Document text ▸
◆ ◆ ◆ ◆

Mini-review: Engineering Controls and Best Practices for Institutional Electronic-Waste Handling and Lithium-Ion Battery Risk Reduction in the United States

Authors

  • Alice Zazaboi Florida International University
  • David Saah Nyumah University of Milan
  • Glorimar Rivera Zamorano University of South Florida
  • Mukiibi Michael, M.Tech., MPH, Ph.D. ApHO Care Services LLC

DOI:

https://doi.org/10.47604/ijes.3720

Keywords:

Electronic Waste, Lithium-Ion Batteries, Institutional Waste Management, Engineering Controls, Data Sanitization, Certified Recycling, Fire Risk Reduction, Compliance Management

Abstract

Purpose: This mini-review aims to synthesize peer-reviewed evidence and current U.S. regulatory guidance to develop a practical engineering control framework for institutional electronic waste (e-waste) and lithium-ion battery risk reduction in the United States.

Methodology: The review employed a targeted literature search of academic databases including PubMed and Google Scholar, supplemented by structured analysis of U.S. federal guidance documents, certification standards, and regulatory resources. Sources were selected based on relevance to institutional e-waste lifecycle management, battery fire prevention, data sanitization, certified recycler standards, and compliance requirements.

◆ ◆ ◆ ◆

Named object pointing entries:
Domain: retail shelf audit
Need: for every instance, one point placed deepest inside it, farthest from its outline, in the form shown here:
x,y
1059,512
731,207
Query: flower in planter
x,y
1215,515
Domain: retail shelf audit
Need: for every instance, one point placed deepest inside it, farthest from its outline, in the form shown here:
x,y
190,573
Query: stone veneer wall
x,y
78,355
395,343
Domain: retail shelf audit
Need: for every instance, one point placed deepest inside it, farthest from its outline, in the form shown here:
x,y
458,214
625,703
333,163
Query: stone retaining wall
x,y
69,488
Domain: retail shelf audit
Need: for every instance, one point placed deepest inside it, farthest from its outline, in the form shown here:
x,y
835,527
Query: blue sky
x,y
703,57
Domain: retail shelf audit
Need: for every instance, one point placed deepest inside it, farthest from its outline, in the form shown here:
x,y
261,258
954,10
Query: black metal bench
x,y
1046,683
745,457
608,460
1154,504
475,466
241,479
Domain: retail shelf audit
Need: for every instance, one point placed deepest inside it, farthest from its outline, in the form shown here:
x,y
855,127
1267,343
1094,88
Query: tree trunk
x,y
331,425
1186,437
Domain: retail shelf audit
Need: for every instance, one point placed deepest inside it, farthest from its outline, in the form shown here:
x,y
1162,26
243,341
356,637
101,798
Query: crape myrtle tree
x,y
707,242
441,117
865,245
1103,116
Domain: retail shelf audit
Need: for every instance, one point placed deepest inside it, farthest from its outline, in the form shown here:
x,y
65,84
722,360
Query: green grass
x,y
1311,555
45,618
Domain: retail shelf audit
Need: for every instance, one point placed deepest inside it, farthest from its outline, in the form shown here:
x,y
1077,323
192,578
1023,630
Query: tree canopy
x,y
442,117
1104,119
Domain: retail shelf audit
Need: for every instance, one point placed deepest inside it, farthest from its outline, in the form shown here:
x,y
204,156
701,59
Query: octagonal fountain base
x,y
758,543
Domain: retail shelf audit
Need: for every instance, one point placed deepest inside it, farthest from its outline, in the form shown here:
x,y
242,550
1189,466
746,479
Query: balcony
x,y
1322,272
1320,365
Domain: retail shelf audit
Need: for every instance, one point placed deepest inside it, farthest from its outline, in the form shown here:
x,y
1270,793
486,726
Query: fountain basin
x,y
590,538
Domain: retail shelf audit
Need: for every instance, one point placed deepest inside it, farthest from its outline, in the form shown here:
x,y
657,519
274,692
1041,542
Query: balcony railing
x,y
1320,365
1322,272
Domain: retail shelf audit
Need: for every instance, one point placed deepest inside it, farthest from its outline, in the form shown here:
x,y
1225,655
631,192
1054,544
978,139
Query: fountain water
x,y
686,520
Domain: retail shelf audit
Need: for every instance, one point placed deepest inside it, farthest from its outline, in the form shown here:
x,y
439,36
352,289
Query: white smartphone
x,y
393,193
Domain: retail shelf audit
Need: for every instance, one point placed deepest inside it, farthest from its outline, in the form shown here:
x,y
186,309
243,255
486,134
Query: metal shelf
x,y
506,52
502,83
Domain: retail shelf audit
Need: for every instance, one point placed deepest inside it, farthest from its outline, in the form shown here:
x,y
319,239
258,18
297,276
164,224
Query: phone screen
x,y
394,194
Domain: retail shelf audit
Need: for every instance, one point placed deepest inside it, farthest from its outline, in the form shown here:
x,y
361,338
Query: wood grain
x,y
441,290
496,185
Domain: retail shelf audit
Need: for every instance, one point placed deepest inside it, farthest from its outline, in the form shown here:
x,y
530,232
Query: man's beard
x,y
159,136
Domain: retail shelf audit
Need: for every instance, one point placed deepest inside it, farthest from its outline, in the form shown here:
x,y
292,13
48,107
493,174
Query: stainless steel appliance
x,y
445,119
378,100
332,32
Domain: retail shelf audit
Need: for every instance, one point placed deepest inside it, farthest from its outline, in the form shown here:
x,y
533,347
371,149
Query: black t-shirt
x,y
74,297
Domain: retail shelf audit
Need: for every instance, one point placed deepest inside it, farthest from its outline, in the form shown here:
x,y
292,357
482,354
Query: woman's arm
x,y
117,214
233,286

◆ ◆ ◆ ◆

Challenge 1 ▸ Gather every line of the records that contains the string "fountain", treating uppercase and lowercase as different.
Challenge 2 ▸ Extend the abstract on institutional e-waste and lithium-ion battery risk from the point where it stops.
The review abstract and the records have no connection to each other.

Task answer 1 ▸
Query: octagonal fountain base
Query: fountain basin
Query: fountain water

Task answer 2 ▸
Findings: Effective institutional e-waste programs share a common structural profile. They treat e-waste as a socio-technical system and combine physical engineering controls, documented procedures, staff training, and auditable chain-of-custody records tied to measurable performance indicators. Key control domains identified include upstream procurement and asset management, governance and secure staging, data sanitization, battery triage and containment, transport readiness, downstream vendor qualification, and performance management. The review proposes an implementation template and evidence map that institutions can adapt to design defensible programs.

Unique Contribution to Theory, Practice and Policy: This review applies the occupational health and safety hierarchy of controls framework to the institutional e-waste domain, producing a structured control taxonomy that connects program design decisions to defensible documentation. For practice, it provides a control map and measurement template that institutions can operationalize immediately. For policy, it highlights the alignment between institutional program design and U.S. national recycling goals, federal battery fire prevention guidance, and transport compliance requirements under the U.S. Department of Transportation Hazardous Materials Regulations.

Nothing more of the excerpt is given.